• _Texto selecionado_

- - - - -

Até que em 2007 assinou um contrato... a termo resolutivo certo. Um contrato a prazo, mas desta vez por períodos anuais. "Era supostamente um ano e foram fazendo adendas". "Acho que a última adenda que fiz ao contrato foi em 2010".

Se não assina há anos uma adenda a um contrato a prazo, e se continua a trabalhar, não está no quadro? "Tenho um contrato a termo resolutivo certo". Quem diz? "Os recursos humanos"

Em 2014 chegou a ficar em 26.º lugar num concurso para o preenchimento de "27 postos de trabalho, na carreira e categoria de assistente técnico", como confirma a segunda série de uma edição do Diário da República.

"Foram homologadas 27 vagas, mas só oito é que assinaram", descreve. A justificação que em 2015 lhe deram por escrito sugere que numa altura em que decorriam rescisões por acordo, as Finanças decidiram limitar os postos de trabalho. "Nesse sentido, e face à redução imposta", diz o documento, "não foi possível chamar V. Ex.ª a ocupar posto de trabalho".

Três anos depois, continua a atender ao público e a tratar de atestados médicos de incapacidade multiusos - por exemplo, para pessoas com cancro - na unidade de saúde pública da Lapa. E a ganhar, contando com o duodécimo, cerca de 650 euros limpos por mês. O regresso às 35 horas facilitou-lhe um pouco a vida. Até porque tem um segundo emprego.
Com certeza que vou concorrer. Vou lutar até ao fim
Perfil
Quem:
Camila Gouveia, 64 anos

Profissão:
Ama da Segurança Social

Situação:
Prestação de serviços

Há quanto tempo:
Há 25 anos

Salário:
762 euros por mês

Camila cuida de quatro crianças em sua casa. São enviadas pela Segurança Social.

Vinte e cinco anos de experiência como ama ao serviço da Segurança Social rendem a Camila 762,96 euros por mês. Explica que o valor, que não sobe há doze anos, depende do número de crianças que cuida na sua casa do Porto, entre as nove e as seis da tarde, um horário que varia consoante o momento em que chegam os pais. "No fundo trabalhamos à peça", resume, enquadrando de seguida a sua expressão. "Se tivermos uma criança recebemos uma coisa, se tivermos duas recebemos outra. Mas o valor [de descontos] para a Segurança Social é o mesmo" e ronda agora os 125 euros por mês.

Começou por ser secretária, mas conseguiu o trabalho que tem hoje no início dos anos 90, depois de um curso de puericultura - queria muito dedicar-se a crianças. Desde então, segundo descreve, teve quase sempre quatro meninos a cargo, sempre a recibos verdes. "Ainda hoje. A trabalhar 100% para a mesma entidade. Não podemos fazer outra coisa nem ter outras crianças".

- - - - -

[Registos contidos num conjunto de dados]

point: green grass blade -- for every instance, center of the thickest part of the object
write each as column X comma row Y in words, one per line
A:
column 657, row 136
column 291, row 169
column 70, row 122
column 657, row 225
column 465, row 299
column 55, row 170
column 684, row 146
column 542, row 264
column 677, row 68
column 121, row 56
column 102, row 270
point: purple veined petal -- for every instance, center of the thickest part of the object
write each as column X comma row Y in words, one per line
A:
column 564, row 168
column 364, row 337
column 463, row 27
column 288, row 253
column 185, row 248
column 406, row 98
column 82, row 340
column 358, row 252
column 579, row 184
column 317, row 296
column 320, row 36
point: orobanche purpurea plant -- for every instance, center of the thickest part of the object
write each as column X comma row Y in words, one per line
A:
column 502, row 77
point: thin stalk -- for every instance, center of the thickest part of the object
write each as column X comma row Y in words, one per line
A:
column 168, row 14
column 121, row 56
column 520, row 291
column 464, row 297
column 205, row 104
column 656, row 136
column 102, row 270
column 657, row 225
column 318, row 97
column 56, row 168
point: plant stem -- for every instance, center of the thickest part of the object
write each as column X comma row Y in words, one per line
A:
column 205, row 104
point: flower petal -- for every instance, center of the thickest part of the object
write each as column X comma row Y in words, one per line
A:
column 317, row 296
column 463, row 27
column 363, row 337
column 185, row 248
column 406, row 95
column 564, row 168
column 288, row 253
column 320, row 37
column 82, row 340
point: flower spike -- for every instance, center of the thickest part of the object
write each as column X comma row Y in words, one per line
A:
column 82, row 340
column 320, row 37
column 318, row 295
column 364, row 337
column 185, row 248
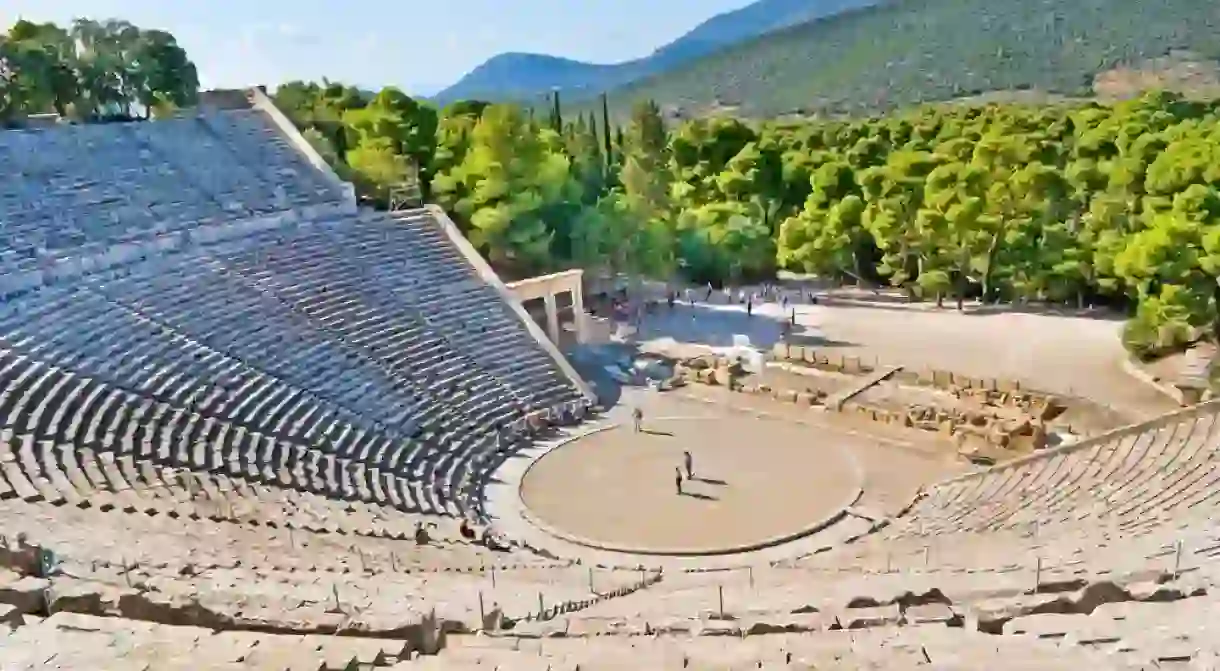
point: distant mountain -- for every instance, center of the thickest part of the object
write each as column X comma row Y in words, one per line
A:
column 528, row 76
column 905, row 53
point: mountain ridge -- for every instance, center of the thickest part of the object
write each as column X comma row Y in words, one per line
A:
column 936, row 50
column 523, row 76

- - - - -

• _Conjunto de tarefas_
a - No texto sobre contratos a prazo e recibos verdes, explique, em uma a três frases, por que razão Camila diz que trabalha "à peça".
b - Prossiga o texto sobre contratos a prazo e recibos verdes a partir do ponto em que termina.
Este material não tem qualquer relação com o texto.

• _Respostas às tarefas_
a - O valor que Camila recebe depende do número de crianças de que cuida em sua casa. Com uma criança recebe uma quantia e com duas recebe outra, embora o valor dos descontos para a Segurança Social seja sempre o mesmo.

b -
Há dois anos foi confrontada com aquilo a que chama uma carta de despedimento, que a convidava a trabalhar por conta própria ou para uma IPSS, e que recebeu como um "balde de água fria". Entretanto, os contratos de prestação de serviço passaram a ser renovados anualmente, através da lei do orçamento do Estado. Aos 64 anos sente-se precária. "Muito precária, não tenho futuro. Estamos a trabalhar ano a ano, há tantos anos, para a mesma entidade e sem contrato".

Depois do susto do desemprego, começa a pensar na aposentação, mesmo sabendo que as pessoas que se reformaram com uma carreira idêntica "estão a receber 385 euros" por mês. "Temos muita responsabilidade, chegamos ao fim do dia bastante desgastadas. São crianças. Temos de estar inteiramente só para elas", justifica.

Quando falou ao telefone com o Negócios pela primeira vez não sabia se estava abrangida pelo programa. A dúvida foi levantada pela a associação das amas, a Apra. Porque há uma norma que exclui "situações de exercício de funções que, por força de legislação específica, só são tituladas por vínculos de duração limitada".

Ao Negócios, o Ministério do Trabalho respondeu que as amas podem concorrer. "Ninguém está excluído à partida. A resposta à pergunta será precisamente o âmbito do trabalho das comissões de avaliação bipartida (CAB)". Antes de ouvir esta resposta, Camila já tinha dado a sua: vai concorrer. "Com certeza. Vou lutar até ao fim".